- [Exercise material]

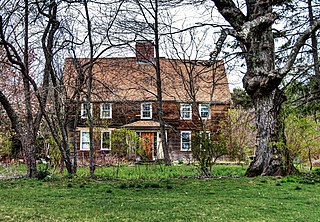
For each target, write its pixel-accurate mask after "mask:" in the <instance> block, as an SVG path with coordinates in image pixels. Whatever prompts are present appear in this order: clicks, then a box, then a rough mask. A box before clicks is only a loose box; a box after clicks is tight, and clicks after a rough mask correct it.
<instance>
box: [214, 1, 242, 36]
mask: <svg viewBox="0 0 320 222" xmlns="http://www.w3.org/2000/svg"><path fill="white" fill-rule="evenodd" d="M212 1H213V2H214V4H215V5H216V7H217V8H218V10H219V12H220V13H221V15H222V16H223V17H224V18H225V19H226V20H227V21H228V22H229V23H230V25H231V26H232V27H233V28H234V29H235V30H237V31H241V28H242V26H243V24H244V23H245V22H246V21H247V17H246V16H245V15H244V14H243V13H242V12H241V10H240V9H239V8H238V7H237V6H236V5H235V4H234V2H233V1H232V0H212Z"/></svg>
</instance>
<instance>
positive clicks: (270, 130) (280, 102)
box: [246, 89, 294, 176]
mask: <svg viewBox="0 0 320 222" xmlns="http://www.w3.org/2000/svg"><path fill="white" fill-rule="evenodd" d="M252 99H253V101H254V105H255V113H256V123H257V124H256V127H257V140H256V142H257V143H256V147H257V149H256V153H255V159H254V160H253V161H252V162H251V164H250V166H249V168H248V170H247V173H246V175H247V176H258V175H262V176H272V175H287V174H289V173H290V172H292V171H293V170H294V167H293V165H292V164H291V163H290V162H291V161H286V160H287V159H288V158H289V157H288V155H287V150H286V147H285V144H284V143H285V140H284V138H283V131H282V130H283V127H282V126H283V125H282V120H281V118H280V112H281V105H282V103H283V102H284V101H285V96H284V93H283V92H282V91H281V90H279V89H275V90H273V91H272V92H271V93H268V94H265V95H259V96H252Z"/></svg>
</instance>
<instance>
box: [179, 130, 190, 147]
mask: <svg viewBox="0 0 320 222" xmlns="http://www.w3.org/2000/svg"><path fill="white" fill-rule="evenodd" d="M181 150H182V151H190V150H191V131H182V132H181Z"/></svg>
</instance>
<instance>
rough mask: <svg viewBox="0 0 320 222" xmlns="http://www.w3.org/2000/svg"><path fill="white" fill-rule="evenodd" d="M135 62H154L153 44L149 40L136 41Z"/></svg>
mask: <svg viewBox="0 0 320 222" xmlns="http://www.w3.org/2000/svg"><path fill="white" fill-rule="evenodd" d="M136 59H137V63H153V62H154V46H153V42H152V41H151V40H139V41H137V42H136Z"/></svg>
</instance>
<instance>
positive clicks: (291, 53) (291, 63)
mask: <svg viewBox="0 0 320 222" xmlns="http://www.w3.org/2000/svg"><path fill="white" fill-rule="evenodd" d="M319 29H320V20H318V21H316V22H315V24H314V25H313V26H311V27H310V28H309V29H307V30H305V31H304V32H303V33H302V34H301V35H300V37H299V38H298V39H297V41H296V43H295V44H294V46H293V48H292V50H291V53H290V55H289V57H288V61H287V63H286V64H285V66H284V67H283V68H281V69H280V70H278V71H277V73H278V75H279V77H280V78H283V77H284V76H285V75H286V74H287V73H288V72H289V71H290V70H291V68H292V66H293V64H294V62H295V60H296V58H297V55H298V53H299V51H300V49H301V47H302V46H303V45H304V44H305V42H306V41H307V39H308V38H309V37H310V36H311V34H312V32H314V31H316V30H319Z"/></svg>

- [Task brief] All of the entries, apart from the pictures, must be returned exactly.

- [Worked solution]
For each target, write its pixel-accurate mask after "mask:" in the <instance> block, as an SVG path with coordinates in image pixels. Whatever prompts are present appear in this order: clicks, then a box, then a rough mask. A box before clicks is only a loose box; a box after clicks is tight, and clicks after a rough mask correct it.
<instance>
box: [214, 1, 242, 36]
mask: <svg viewBox="0 0 320 222" xmlns="http://www.w3.org/2000/svg"><path fill="white" fill-rule="evenodd" d="M212 1H213V2H214V4H215V5H216V7H217V8H218V10H219V12H220V13H221V15H222V16H223V17H224V18H225V19H226V20H227V21H228V22H229V23H230V25H231V26H232V27H233V28H234V29H235V30H237V31H241V28H242V26H243V24H244V23H245V22H246V21H247V17H246V16H245V15H244V14H243V13H242V12H241V10H240V9H239V8H238V7H237V6H236V5H235V4H234V2H233V1H232V0H212Z"/></svg>
</instance>
<instance>
positive clicks: (270, 130) (280, 102)
box: [246, 89, 294, 176]
mask: <svg viewBox="0 0 320 222" xmlns="http://www.w3.org/2000/svg"><path fill="white" fill-rule="evenodd" d="M252 99H253V101H254V105H255V113H256V123H257V124H256V127H257V140H256V142H257V143H256V147H257V149H256V153H255V159H254V160H253V161H252V162H251V164H250V166H249V168H248V170H247V173H246V175H247V176H258V175H262V176H272V175H287V174H289V173H290V172H292V171H293V170H294V167H293V165H292V164H291V163H290V162H291V161H286V160H287V159H288V158H289V157H288V155H287V150H286V147H285V144H284V143H285V140H284V138H283V131H282V130H283V127H282V126H283V125H282V120H281V118H280V112H281V105H282V103H283V102H284V101H285V96H284V93H283V92H282V91H281V90H279V89H275V90H273V91H272V92H271V93H268V94H265V95H259V96H252Z"/></svg>
</instance>
<instance>
box: [179, 130, 190, 147]
mask: <svg viewBox="0 0 320 222" xmlns="http://www.w3.org/2000/svg"><path fill="white" fill-rule="evenodd" d="M181 150H182V151H190V150H191V131H182V132H181Z"/></svg>
</instance>
<instance>
rough mask: <svg viewBox="0 0 320 222" xmlns="http://www.w3.org/2000/svg"><path fill="white" fill-rule="evenodd" d="M135 62H154L153 44L149 40L136 41Z"/></svg>
mask: <svg viewBox="0 0 320 222" xmlns="http://www.w3.org/2000/svg"><path fill="white" fill-rule="evenodd" d="M136 59H137V63H153V62H154V46H153V42H152V41H151V40H139V41H137V42H136Z"/></svg>
</instance>
<instance>
positive clicks: (291, 53) (291, 63)
mask: <svg viewBox="0 0 320 222" xmlns="http://www.w3.org/2000/svg"><path fill="white" fill-rule="evenodd" d="M319 29H320V20H318V21H316V22H315V24H314V25H313V26H311V27H310V28H309V29H307V30H305V31H304V32H303V33H302V34H301V35H300V37H299V38H298V39H297V41H296V43H295V44H294V46H293V48H292V50H291V53H290V55H289V57H288V61H287V63H286V64H285V66H284V67H283V68H281V69H280V70H278V71H277V73H278V75H279V77H280V78H283V77H284V76H285V75H286V74H287V73H288V72H289V71H290V70H291V68H292V66H293V64H294V62H295V60H296V58H297V55H298V53H299V51H300V49H301V47H302V46H303V45H304V44H305V42H306V41H307V39H308V38H309V37H310V36H311V34H312V32H314V31H316V30H319Z"/></svg>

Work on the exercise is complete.